Below we test whether the Promise increased rates of filing the FAFSA by March 15, matriculating to MATC, matriculating to any college, matriculating to a four-year college, or earning a college credential at any college within two years. We test for effects among students from lower income families and students from MPS.

Empirical Approach

This section introduces the data and our model to quantify impacts of the MATC Promise. In the next section, we present visual and numerical evidence of the impact.

Data

We gathered data from a longitudinal data system built by the Wisconsin Department of Public Instruction (DPI), combining information from schools, the state, and the National Student Clearinghouse (NSC). For more information, see dpi.wi.gov/wisedash/help/glossary. These data were combined with FAFSA information from the Wisconsin Higher Educational Aids Board (HEAB) and then shared with researchers in a deidentified format. Because the MATC Promise interacts with public instruction and public college aid, this research informs the mission of DPI and HEAB. This research was approved by the RAND Corporation Human Subjects Protection Committee.

Our sample is all public high school graduates in Wisconsin from the classes of 2010 through 2019. Our data do not identify whether students applied for or ultimately qualified for the MATC Promise. We look for aggregate impacts on college-going in the community. We look for Promise impacts in Milwaukee starting with the class of 2016. The FAFSA records identify whether students filed the FAFSA by March 15, the deadline for the first cohort of the MATC Promise. The NSC records identify enrollment (full- or part-time) and credential completion. We consider NSC records at MATC, at a four-year college, or at any college during each academic year. The degree completion data are limited to two years after matriculation. Many community college students take longer than two years to complete, but we view two-year completion outcomes as one test of whether dropout rates were increased by an influx of marginal students drawn in by the Promise.

These are administrative records that do not rely on student response rates. However, enrollment at for-profit colleges is inconsistently measured in the NSC data, so we expect that our measure of college enrollment will undercount students who attend for-profit colleges (Dynarski et al., 2015). The FAFSA filing and graduation records are not available for the classes of 2018 and 2019.

We identified students from lower income families using a measure of economic disadvantage in the public school data: students who received free or reduced-price lunch during high school. Eligibility was based on having a family income below 185 percent of the federal poverty guideline. This measure does not exactly match the income eligibility limit for the Promise, but it was observable regardless of Promise application status.

The overall sample size of high school graduates in the MATC district was 8,760 students per graduating class, or 87,600 students in all. The sample with economic disadvantage was 3,557 students per graduating class, and the sample in MPS was 3,220 students per graduating class.

Interrupted Time Series Analysis (ITSA)

We used the data to fit a model of college outcomes for students in Milwaukee. We modeled the trend in outcomes before and after the introduction of the Promise. Then we tested for a significant break in the trend at the point when the Promise was introduced. That break is significant if it is larger than we would expect, given the typical year-to-year variation.

**Provided material**
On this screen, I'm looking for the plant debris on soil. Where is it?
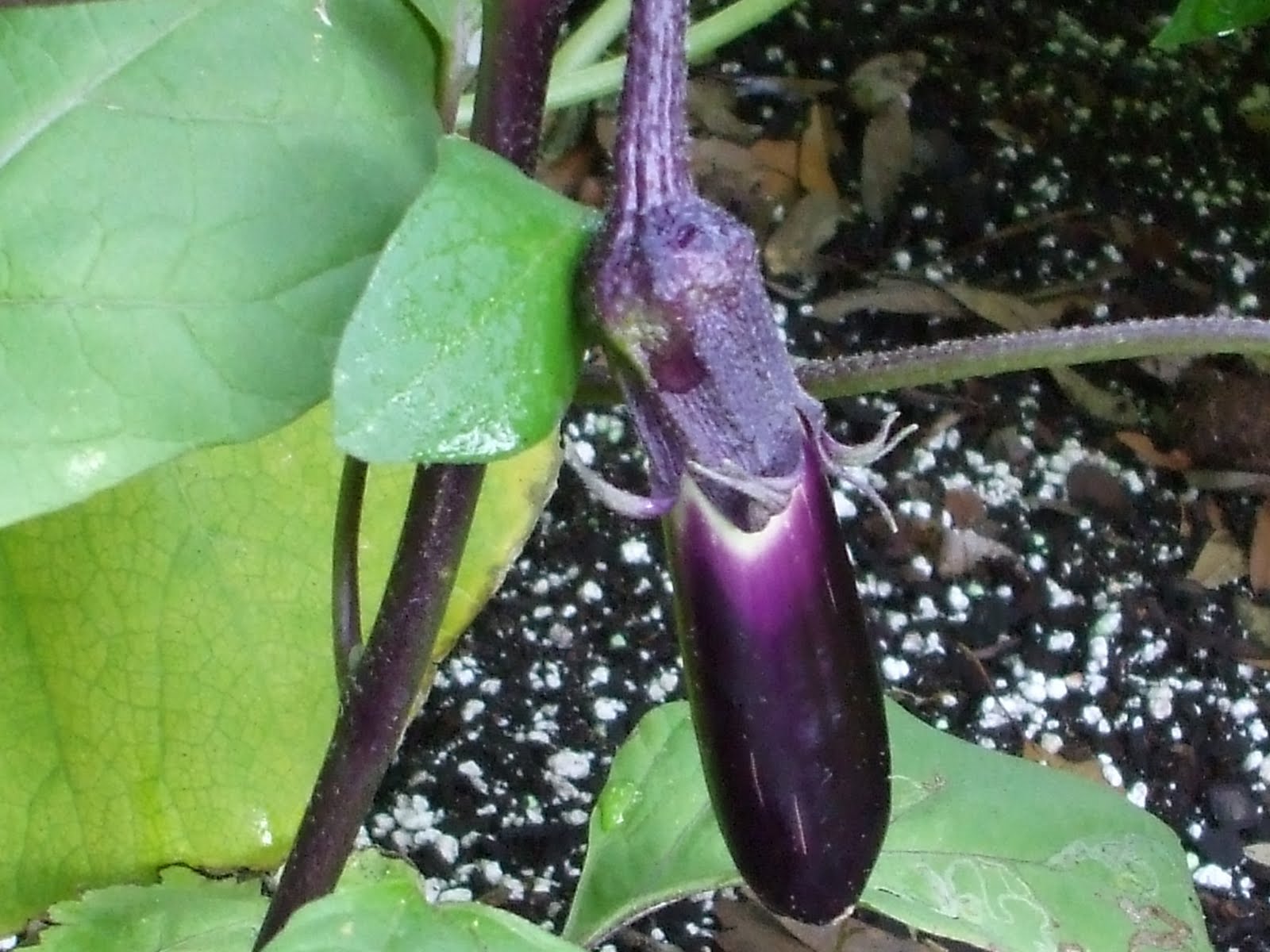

**Work to do**
(a) In the MATC Promise text, how many high school graduates per graduating class were in the sample for the MATC district?
(b) Please extract the passage of the MATC Promise text from "We identified students" up to and including "Series Analysis (ITSA)", word for word.

**Exercise answers**
(a) 8,760 students per graduating class

(b)
We identified students from lower income families using a measure of economic disadvantage in the public school data: students who received free or reduced-price lunch during high school. Eligibility was based on having a family income below 185 percent of the federal poverty guideline. This measure does not exactly match the income eligibility limit for the Promise, but it was observable regardless of Promise application status.

The overall sample size of high school graduates in the MATC district was 8,760 students per graduating class, or 87,600 students in all. The sample with economic disadvantage was 3,557 students per graduating class, and the sample in MPS was 3,220 students per graduating class.

Interrupted Time Series Analysis (ITSA)